#### What you need to do
What is needed is an exact repeat of the lines from the line containing "indicate the asphalt" through the final line of the entries below, and nothing else.

[Records contained in a dataset]

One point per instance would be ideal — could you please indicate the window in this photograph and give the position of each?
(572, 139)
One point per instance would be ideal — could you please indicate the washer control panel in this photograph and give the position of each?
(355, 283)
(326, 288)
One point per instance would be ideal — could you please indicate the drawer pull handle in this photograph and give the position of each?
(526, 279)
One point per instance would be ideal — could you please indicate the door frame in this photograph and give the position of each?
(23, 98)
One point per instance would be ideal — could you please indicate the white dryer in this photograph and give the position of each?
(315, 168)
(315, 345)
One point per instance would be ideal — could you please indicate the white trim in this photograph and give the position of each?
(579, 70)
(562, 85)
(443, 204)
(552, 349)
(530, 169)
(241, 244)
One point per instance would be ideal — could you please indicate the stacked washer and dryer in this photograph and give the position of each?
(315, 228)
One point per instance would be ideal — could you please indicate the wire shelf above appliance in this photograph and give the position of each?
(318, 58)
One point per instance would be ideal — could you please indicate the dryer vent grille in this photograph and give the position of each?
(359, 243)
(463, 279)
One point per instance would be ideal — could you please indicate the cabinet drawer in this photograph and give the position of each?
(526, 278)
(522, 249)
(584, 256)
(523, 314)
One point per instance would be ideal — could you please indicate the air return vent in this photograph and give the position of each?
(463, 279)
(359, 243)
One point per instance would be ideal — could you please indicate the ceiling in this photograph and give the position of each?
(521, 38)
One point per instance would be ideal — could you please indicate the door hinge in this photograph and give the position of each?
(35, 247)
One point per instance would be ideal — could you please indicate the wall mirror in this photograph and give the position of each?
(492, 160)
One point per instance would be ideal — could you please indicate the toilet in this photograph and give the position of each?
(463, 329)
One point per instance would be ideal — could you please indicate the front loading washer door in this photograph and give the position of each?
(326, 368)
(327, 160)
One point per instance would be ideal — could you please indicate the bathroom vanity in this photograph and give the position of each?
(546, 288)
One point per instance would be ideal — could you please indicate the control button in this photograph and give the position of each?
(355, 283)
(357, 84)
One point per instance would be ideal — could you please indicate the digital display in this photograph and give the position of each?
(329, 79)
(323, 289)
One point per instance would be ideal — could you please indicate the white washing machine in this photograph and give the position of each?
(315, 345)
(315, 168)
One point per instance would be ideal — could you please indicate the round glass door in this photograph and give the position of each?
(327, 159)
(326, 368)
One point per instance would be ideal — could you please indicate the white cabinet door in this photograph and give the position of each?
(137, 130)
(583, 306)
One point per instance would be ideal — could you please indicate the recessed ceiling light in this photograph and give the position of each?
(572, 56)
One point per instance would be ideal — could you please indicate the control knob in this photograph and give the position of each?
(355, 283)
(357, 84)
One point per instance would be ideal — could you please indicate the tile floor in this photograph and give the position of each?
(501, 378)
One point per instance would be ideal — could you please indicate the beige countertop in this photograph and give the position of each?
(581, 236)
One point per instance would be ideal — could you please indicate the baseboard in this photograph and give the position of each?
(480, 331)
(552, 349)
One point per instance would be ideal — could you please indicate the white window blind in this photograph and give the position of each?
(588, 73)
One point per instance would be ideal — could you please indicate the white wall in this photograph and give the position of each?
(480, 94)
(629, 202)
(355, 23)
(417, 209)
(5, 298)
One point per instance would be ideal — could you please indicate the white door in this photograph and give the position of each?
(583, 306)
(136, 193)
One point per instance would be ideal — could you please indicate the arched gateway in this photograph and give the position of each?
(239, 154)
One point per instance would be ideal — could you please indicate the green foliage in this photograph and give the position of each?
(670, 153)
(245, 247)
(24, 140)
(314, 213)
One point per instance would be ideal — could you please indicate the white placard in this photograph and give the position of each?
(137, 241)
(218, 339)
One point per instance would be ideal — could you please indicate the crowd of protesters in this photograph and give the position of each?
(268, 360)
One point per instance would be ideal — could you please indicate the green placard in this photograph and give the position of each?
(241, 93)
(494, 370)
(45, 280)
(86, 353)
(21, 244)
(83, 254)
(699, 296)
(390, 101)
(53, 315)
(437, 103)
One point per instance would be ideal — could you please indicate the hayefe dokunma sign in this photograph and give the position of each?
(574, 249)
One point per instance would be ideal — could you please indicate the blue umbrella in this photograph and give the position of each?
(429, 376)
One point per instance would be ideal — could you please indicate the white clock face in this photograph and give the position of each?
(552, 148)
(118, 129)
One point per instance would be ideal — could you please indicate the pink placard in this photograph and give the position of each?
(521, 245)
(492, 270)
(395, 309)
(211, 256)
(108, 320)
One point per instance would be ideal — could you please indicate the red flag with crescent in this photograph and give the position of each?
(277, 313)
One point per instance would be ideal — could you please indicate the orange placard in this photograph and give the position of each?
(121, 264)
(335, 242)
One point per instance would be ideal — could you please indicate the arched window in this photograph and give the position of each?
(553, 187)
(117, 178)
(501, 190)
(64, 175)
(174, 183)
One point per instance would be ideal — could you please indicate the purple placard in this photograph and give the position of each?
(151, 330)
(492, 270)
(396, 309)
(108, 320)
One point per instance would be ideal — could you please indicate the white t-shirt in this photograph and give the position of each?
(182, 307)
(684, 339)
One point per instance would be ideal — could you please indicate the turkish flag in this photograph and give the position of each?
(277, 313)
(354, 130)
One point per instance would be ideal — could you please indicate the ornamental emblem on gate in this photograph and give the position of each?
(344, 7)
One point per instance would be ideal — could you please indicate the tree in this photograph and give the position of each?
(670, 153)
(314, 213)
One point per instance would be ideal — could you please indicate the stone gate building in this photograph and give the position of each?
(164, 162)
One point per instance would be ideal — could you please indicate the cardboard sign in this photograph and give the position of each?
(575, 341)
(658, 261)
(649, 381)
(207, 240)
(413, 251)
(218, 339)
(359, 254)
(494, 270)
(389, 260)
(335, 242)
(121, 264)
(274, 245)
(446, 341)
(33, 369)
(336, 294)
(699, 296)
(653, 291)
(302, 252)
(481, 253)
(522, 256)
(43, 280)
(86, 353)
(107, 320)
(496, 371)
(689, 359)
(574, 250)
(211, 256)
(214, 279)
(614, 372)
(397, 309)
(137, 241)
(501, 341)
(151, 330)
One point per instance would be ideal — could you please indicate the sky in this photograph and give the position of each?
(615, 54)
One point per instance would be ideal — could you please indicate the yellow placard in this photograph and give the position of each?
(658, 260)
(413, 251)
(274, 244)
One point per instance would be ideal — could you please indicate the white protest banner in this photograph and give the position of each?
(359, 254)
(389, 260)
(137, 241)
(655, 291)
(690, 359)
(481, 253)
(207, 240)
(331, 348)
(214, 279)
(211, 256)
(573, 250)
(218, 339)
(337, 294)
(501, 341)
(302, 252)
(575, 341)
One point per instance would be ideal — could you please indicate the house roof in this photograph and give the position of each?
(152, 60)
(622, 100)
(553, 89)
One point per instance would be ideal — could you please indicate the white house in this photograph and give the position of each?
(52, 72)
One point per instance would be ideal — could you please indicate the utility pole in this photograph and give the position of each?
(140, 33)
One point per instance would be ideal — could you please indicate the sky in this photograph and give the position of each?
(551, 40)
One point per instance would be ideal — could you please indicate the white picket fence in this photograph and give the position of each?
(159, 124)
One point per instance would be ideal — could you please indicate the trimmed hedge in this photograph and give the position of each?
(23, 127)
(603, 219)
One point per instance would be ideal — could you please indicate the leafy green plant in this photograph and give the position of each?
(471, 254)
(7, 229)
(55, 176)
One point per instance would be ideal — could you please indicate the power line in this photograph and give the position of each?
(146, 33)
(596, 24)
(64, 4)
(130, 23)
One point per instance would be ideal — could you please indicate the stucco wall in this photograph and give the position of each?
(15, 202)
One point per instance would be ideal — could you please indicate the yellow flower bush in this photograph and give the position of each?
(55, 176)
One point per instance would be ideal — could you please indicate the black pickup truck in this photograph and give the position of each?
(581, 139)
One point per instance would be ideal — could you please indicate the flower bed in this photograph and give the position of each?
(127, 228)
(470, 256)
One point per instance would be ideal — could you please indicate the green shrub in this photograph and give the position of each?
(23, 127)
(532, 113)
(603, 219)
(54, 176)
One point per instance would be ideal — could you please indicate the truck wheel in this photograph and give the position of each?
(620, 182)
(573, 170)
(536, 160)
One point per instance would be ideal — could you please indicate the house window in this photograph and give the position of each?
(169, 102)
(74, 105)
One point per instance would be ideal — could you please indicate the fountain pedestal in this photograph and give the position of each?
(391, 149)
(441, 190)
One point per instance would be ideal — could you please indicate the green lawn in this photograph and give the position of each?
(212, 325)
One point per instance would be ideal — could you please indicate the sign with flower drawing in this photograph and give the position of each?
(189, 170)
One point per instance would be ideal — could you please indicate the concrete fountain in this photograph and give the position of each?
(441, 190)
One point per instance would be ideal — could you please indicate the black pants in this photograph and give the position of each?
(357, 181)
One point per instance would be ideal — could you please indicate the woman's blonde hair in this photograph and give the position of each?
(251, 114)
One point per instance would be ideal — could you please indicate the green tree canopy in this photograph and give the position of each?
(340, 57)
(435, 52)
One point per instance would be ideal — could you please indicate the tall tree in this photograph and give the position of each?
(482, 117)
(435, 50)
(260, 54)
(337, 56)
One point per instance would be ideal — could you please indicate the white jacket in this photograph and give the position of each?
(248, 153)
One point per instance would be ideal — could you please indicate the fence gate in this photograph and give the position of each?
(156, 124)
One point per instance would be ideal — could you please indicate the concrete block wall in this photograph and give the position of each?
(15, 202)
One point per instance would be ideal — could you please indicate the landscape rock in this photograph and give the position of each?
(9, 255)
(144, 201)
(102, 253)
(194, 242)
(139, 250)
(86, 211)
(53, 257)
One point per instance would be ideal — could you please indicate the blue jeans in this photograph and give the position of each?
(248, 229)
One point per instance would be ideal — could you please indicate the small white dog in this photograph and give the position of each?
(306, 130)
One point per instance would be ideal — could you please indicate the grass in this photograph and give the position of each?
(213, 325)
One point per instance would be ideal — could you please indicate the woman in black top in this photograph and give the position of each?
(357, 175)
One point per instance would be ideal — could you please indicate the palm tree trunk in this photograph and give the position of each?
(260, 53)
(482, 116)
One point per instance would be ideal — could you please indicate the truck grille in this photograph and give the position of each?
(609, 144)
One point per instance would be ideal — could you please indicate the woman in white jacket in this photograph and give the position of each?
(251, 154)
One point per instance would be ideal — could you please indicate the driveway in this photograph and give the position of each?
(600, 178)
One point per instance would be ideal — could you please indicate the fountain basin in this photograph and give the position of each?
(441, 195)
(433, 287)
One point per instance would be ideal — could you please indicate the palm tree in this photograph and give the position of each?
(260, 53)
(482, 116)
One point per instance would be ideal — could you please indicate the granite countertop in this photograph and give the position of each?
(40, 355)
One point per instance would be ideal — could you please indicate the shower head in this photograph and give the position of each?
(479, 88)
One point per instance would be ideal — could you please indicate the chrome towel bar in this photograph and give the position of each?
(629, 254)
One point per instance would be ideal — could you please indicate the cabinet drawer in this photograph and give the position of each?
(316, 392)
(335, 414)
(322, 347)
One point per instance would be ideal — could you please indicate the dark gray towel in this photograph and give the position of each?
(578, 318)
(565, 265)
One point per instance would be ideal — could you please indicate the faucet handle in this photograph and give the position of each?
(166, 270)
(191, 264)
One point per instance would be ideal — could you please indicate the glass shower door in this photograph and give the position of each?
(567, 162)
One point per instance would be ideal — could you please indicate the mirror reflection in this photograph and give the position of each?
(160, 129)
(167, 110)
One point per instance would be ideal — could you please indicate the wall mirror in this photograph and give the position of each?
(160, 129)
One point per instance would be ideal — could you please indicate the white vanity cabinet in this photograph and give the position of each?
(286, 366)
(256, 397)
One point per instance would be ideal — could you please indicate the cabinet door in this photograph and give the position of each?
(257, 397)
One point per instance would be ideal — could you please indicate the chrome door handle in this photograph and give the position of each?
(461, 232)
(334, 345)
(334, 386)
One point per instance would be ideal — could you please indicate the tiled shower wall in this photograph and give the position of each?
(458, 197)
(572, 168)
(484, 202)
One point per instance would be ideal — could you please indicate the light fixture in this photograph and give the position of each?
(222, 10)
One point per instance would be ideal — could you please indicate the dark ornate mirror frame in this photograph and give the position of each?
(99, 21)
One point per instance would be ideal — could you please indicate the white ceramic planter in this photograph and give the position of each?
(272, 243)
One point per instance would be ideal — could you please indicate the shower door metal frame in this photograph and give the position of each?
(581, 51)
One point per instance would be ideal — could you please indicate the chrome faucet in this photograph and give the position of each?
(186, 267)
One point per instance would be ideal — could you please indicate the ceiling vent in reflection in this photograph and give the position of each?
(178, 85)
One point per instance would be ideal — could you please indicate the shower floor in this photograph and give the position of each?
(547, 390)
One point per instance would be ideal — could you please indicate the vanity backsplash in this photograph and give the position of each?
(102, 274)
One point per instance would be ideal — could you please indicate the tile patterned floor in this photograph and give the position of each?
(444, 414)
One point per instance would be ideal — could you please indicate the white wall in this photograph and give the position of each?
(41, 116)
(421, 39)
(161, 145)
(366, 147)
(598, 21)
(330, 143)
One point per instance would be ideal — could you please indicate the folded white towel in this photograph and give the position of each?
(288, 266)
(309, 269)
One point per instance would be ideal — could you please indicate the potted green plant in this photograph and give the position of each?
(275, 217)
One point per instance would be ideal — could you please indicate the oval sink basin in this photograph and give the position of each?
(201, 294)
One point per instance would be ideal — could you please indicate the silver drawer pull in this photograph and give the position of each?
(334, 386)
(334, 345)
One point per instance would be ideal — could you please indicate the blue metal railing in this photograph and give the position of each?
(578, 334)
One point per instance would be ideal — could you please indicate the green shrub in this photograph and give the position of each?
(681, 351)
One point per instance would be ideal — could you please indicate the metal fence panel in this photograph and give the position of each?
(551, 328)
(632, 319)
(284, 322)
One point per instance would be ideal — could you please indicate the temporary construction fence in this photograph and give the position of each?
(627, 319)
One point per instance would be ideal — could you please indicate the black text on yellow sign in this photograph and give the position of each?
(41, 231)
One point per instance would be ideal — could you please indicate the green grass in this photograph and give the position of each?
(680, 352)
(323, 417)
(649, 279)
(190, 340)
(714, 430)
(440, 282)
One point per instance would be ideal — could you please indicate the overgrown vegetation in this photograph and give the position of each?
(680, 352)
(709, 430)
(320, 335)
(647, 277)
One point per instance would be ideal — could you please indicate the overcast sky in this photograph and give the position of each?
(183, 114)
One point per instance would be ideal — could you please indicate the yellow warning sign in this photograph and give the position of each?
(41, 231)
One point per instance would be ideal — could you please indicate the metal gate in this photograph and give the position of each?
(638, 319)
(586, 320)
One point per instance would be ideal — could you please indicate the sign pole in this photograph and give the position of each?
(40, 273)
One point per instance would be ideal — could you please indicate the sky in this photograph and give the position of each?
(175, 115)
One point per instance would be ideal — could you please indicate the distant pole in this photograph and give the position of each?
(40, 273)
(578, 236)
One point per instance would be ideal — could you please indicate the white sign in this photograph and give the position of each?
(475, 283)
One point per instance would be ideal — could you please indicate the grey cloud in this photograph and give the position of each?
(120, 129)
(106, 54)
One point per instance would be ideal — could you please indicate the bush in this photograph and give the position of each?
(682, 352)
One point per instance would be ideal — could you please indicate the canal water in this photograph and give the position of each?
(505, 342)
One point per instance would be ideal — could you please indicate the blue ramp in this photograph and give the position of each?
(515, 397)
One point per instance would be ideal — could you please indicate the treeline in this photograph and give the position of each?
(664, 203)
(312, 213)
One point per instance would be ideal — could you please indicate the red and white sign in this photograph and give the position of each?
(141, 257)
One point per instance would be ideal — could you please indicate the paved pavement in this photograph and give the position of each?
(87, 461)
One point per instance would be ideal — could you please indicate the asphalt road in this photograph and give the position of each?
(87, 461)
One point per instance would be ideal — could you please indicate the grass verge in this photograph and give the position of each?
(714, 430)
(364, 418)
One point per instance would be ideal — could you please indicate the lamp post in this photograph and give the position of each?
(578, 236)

#### Solved problem
One point per instance would be ideal — could you please indicate the asphalt road in this photograph and give the position of each?
(87, 461)
One point per instance would be ideal — could you please indicate the grass verge in this photograph and give the position of each?
(714, 430)
(364, 418)
One point per instance would be ideal — could you please indicate the lamp post in this photograph and give the position of each?
(578, 236)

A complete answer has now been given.